__Exercise brief__: Write the next few sentences of the commentary on identity politics and the Supreme Court exchange over political clothing at polling places, picking up after its final line.

__Supplied text__:
+===+
I’m sorry, but there are two alternatives here. You can push for some kind of universalist vision bringing everybody together, or you can have tribes. There’s not a third option. If you don’t want universalism, then you just have to accept that various forms of open white nationalism are eventually going to become a permanent feature of politics. You don’t have to LIKE it. But you have to accept it and learn to live with it — including the inevitable violence and strife that will flow from it.

If the Left can’t let go of identity politics, then let me be clear: What comes next is on THEM. A lot of us don’t want to live in a world of tribes, and we never asked for it. But people will like those young dudes attracted to white nationalism are going to play the game according to the rules as they find them, and they will play to win. Don’t say you weren’t warned.

You know what’s going to happen? Middle-class white people who find Donald Trump vulgar and beyond the pale, but who keep their mouths shut about what they really think so they will keep their jobs, understanding that the only thing standing between them and ruin is the goodwill of people from the culturally privileged tribes. They will correctly figure that there is no way to tell from one day to the next which of their words or deeds might cost them their careers. They won’t tell anybody what they’re thinking, but quietly, they will reconcile themselves to voting for Donald Trump, or whoever his successor is — not because they love Trump, but because they fear progressives in power.

Here’s another small but telling example: the exchange earlier this week at the Supreme Court between Justice Alito and lawyer Daniel Rogan [3], who was defending a Minnesota law prohibiting the wearing of clothing bearing political messaging to polling places. The state had forbidden a man wearing a t-shirt saying “Don’t Tread On Me” from a polling place because of his shirt. Justice Alito queried Rogan about what kind of slogan constitutes impermissible political speech, and what doesn’t. Their exchange was profoundly revealing about what passes for fairness among progressives. Alito reduced Rogan to saying, essentially, that whatever liberals decide is non-political is non-political, and whatever they call political is therefore political. I’m serious. Look at this part, with framing commentary by Joe Carter:

JUSTICE ALITO: Okay. How about an NRA shirt?

ROGAN: An NRA shirt? Today, in Minnesota, no, it would not, Your Honor. I think that that’s a clear indication — and I think what you’re getting at, Your Honor -­

Rogan’s conclusion: A symbol for a conservative cause (gun rights) would be political, and thus not allowed.
+===+
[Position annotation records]
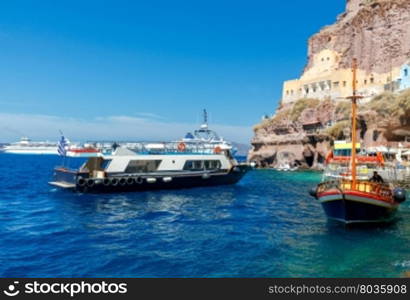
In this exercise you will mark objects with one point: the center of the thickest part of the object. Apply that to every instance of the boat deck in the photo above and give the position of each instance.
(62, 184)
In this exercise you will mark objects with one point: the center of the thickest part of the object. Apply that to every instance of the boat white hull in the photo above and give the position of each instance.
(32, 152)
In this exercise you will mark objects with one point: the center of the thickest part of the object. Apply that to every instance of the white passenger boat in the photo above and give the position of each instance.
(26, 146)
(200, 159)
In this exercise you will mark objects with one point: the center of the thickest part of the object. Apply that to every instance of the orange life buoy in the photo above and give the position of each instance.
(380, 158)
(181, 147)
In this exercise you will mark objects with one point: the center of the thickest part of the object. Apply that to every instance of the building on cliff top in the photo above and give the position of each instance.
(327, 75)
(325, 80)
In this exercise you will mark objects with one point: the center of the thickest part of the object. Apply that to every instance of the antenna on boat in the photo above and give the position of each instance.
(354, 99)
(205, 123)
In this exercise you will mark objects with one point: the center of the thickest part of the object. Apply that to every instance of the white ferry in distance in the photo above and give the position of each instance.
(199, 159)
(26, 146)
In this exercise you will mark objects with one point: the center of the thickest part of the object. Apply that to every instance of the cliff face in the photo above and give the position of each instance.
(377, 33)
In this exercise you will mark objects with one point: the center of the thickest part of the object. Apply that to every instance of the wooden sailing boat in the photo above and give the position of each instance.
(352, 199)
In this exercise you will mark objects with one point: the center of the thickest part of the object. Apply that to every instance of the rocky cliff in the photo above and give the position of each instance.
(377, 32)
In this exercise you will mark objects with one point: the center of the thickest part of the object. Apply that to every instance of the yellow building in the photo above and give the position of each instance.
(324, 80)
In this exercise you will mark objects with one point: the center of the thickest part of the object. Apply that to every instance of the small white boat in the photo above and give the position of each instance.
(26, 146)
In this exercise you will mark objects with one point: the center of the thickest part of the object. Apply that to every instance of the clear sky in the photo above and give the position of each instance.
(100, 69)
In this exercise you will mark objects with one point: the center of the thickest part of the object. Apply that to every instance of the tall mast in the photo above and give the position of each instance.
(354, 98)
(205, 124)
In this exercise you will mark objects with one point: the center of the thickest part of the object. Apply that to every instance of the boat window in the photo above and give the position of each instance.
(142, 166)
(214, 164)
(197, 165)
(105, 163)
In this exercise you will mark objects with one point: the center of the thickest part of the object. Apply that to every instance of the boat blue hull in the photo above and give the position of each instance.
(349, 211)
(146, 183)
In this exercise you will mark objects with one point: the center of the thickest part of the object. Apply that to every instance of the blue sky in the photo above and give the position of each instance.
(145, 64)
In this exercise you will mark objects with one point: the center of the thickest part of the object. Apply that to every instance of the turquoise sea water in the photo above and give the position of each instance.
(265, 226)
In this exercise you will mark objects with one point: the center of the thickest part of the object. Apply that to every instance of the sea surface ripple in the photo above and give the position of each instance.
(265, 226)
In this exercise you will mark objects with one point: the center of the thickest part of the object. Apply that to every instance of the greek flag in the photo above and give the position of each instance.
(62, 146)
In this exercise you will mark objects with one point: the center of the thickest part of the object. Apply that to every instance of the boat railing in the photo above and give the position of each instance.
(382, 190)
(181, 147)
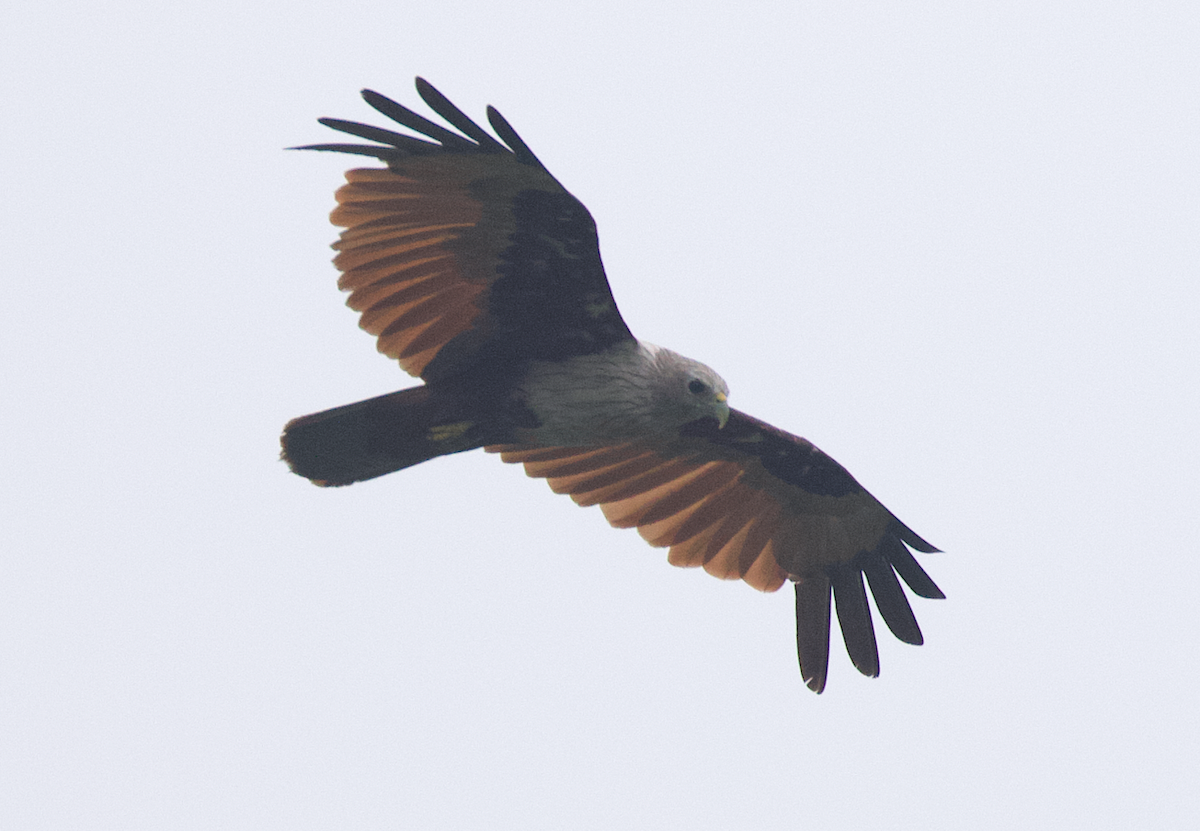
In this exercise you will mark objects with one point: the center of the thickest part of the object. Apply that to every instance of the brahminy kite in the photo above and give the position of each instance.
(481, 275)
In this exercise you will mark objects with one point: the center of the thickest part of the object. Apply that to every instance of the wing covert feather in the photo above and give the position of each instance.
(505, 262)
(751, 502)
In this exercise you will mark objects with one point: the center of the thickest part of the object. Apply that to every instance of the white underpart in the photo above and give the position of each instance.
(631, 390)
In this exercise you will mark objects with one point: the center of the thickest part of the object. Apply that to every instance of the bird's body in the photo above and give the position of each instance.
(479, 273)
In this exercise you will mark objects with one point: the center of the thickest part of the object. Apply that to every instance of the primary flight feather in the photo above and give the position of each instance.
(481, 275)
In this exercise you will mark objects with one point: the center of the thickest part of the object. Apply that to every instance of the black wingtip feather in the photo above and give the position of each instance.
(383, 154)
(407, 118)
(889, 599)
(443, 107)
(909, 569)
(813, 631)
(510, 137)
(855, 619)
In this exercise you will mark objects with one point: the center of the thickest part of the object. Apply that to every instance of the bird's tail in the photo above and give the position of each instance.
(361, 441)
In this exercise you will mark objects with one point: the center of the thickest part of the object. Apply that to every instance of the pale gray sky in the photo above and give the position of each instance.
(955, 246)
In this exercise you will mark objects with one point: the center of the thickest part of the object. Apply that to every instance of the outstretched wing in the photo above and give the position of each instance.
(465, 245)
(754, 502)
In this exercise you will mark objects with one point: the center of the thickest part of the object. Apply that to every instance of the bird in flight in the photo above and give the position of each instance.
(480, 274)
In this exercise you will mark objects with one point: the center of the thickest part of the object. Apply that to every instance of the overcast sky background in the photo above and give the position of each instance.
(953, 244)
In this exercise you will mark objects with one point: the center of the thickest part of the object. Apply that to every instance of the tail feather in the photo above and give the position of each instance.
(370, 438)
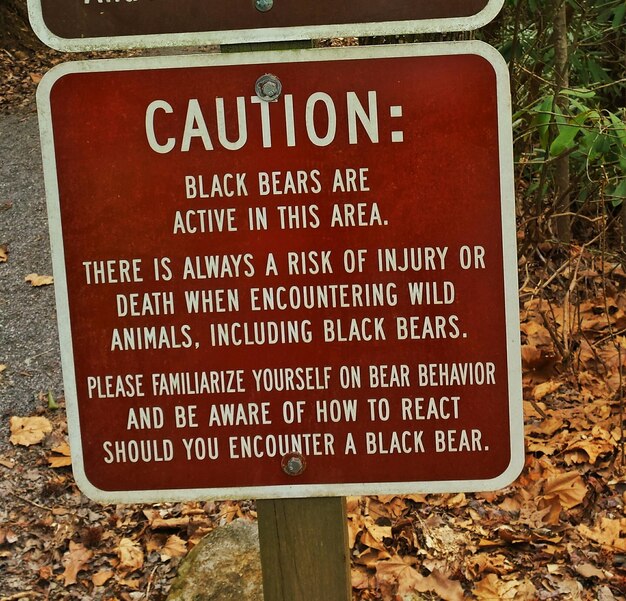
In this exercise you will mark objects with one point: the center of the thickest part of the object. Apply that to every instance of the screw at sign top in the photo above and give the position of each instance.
+===+
__Output of the task__:
JUSTICE ALITO: How about a shirt with the text of the Second Amendment?

ROGAN: Your Honor, I — I – I think that that could be viewed as political, that that — that would be — that would be –

Rogan’s conclusion: The text of an Amendment to the U.S. Constitution would be considered political because it is primarily supported by conservatives, and thus not allowed.

JUSTICE ALITO: How about the First Amendment?

ROGAN: No, Your Honor, I don’t -­I don’t think the First Amendment. And, Your Honor, I -­

CHIEF JUSTICE ROBERTS: No — no what, that it would be covered or wouldn’t be allowed?

ROGAN: It would be allowed.

Rogan’s conclusion: The text of an Amendment to the U.S. Constitution would not be considered political because it’s supported by people other than just conservatives, and thus would be allowed.

You see the point. The Minnesota law gives entirely arbitrary power to authorities to determine what constitutes a forbidden “political” message, and what doesn’t. Thank God for Justice Alito. The more cultural power progressives accumulate and exercise illiberally, the harder it is for people like me to hold our ground against voting for Trump. If the judges he appoints are the only thing standing between progressive commissars and my livelihood, then not voting for him is risky.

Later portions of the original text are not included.